Stated task – Rewrite the data from the start through the line containing "41 153 L 48", swapping "wooden dock" for "timber pier" and leaving everything else unchanged.

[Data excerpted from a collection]
============
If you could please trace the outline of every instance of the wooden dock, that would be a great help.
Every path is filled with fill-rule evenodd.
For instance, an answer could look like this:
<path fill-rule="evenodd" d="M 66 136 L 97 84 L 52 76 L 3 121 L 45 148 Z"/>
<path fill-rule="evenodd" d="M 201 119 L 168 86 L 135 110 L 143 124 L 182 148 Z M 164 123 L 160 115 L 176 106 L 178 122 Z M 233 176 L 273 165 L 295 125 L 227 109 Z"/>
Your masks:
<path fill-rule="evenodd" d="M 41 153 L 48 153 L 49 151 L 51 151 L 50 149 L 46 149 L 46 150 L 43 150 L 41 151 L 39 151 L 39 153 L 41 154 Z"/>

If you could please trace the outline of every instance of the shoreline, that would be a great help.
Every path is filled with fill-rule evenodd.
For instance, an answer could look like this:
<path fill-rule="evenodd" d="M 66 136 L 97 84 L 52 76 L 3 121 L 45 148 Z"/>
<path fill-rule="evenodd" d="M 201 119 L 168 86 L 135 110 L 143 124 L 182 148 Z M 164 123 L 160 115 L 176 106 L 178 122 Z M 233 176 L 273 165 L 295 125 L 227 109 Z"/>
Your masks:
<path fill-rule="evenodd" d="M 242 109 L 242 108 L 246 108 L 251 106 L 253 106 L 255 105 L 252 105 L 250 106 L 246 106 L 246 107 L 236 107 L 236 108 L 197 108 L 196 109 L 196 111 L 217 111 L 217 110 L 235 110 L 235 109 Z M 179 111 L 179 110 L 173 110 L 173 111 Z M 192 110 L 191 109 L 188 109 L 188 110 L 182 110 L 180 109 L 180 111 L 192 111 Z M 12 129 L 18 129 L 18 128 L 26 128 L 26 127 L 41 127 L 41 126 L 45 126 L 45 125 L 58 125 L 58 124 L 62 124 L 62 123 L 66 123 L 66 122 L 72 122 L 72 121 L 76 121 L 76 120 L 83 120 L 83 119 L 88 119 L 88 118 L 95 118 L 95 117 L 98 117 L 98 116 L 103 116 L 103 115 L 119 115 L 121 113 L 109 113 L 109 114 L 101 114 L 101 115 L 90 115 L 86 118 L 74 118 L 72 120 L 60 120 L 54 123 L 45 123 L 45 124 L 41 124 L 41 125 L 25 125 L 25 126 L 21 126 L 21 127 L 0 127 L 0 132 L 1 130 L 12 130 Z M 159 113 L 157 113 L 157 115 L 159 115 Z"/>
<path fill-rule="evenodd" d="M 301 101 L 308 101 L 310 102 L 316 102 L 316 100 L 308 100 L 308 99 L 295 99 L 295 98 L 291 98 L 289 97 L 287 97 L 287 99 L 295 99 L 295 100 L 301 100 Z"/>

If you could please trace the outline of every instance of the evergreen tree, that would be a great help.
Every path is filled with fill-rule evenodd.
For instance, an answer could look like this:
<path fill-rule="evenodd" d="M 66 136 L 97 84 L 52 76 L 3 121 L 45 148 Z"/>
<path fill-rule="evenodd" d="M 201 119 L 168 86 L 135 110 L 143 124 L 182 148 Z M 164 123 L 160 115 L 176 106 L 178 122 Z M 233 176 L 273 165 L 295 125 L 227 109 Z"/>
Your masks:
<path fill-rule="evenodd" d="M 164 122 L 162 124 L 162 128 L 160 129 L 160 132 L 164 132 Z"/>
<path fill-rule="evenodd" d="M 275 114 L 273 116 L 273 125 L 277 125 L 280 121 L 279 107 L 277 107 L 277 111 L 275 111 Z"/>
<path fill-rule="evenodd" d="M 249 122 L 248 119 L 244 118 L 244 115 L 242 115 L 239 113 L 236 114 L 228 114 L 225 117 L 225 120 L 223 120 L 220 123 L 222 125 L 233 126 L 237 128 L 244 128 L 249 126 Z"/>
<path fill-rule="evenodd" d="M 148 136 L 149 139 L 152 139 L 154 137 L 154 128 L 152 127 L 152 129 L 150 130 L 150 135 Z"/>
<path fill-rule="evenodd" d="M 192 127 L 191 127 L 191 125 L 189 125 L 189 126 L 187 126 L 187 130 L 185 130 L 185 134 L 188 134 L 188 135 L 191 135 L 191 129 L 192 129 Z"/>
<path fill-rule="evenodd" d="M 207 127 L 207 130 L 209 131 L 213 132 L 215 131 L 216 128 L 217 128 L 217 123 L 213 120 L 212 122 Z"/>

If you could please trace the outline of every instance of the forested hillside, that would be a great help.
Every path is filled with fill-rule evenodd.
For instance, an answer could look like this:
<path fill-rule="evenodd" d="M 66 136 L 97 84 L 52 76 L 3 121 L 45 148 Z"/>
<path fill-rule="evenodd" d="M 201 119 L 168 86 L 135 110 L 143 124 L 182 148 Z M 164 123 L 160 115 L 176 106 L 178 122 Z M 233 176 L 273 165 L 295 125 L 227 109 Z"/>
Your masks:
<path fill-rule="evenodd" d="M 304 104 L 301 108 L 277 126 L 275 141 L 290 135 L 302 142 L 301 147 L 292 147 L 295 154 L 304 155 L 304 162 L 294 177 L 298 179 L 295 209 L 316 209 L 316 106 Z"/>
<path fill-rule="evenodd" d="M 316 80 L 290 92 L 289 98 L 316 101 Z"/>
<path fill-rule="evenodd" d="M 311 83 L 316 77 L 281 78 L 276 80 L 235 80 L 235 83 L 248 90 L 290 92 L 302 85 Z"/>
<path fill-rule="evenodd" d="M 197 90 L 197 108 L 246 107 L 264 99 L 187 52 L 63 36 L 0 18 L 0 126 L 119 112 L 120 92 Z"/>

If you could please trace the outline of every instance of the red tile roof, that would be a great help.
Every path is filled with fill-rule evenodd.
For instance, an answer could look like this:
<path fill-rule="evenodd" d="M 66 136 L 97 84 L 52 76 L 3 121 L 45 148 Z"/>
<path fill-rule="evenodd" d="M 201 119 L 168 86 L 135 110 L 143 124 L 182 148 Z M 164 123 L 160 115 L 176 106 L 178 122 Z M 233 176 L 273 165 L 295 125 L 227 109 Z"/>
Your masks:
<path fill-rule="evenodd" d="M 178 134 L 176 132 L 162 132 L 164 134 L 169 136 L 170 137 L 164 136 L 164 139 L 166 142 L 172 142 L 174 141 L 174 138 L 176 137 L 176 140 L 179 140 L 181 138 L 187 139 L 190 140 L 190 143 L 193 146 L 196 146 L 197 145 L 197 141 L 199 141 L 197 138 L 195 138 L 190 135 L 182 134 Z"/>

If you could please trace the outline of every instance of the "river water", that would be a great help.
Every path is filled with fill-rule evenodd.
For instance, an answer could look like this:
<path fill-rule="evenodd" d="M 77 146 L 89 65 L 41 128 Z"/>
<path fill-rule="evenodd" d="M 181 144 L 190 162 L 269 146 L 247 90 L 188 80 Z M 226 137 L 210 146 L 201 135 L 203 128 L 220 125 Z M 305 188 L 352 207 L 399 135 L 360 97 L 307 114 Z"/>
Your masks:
============
Exercise answer –
If you could please trace the outline of every instance of the timber pier, that would be a great help.
Every path is filled with fill-rule evenodd.
For instance, an answer could look like this:
<path fill-rule="evenodd" d="M 66 136 L 97 84 L 52 76 L 3 121 L 45 148 Z"/>
<path fill-rule="evenodd" d="M 201 119 L 168 86 L 135 110 L 143 124 L 182 148 Z M 164 123 L 160 115 L 176 106 L 178 122 Z M 233 176 L 273 165 L 295 125 L 227 109 Z"/>
Your masks:
<path fill-rule="evenodd" d="M 41 153 L 48 153 L 49 151 L 51 151 L 50 149 L 46 149 L 46 150 L 43 150 L 41 151 L 39 151 L 39 153 L 41 154 Z"/>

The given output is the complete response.